Task directions
Find the word "instance" in the listing; pull out each line holding it.

Data listing
Start of Block

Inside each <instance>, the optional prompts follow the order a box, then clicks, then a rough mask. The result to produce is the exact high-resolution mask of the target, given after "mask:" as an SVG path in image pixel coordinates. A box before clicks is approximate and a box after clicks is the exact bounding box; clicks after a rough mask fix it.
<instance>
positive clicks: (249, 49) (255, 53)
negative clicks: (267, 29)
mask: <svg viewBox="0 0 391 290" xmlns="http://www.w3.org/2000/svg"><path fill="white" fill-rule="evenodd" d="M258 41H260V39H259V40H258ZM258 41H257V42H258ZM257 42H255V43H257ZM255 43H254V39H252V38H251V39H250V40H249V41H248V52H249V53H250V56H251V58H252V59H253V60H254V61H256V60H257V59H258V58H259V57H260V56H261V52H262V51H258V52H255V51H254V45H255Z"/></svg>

End of Block

Task response
Inside each <instance>, the optional prompts follow the order a box, then clicks, then a rough mask. The result to produce is the exact high-resolution mask of the target, given after "mask:" as an SVG path in image pixel coordinates. A box before clicks is approximate and a box after clicks is the exact bounding box; clicks after a rough mask fix it.
<instance>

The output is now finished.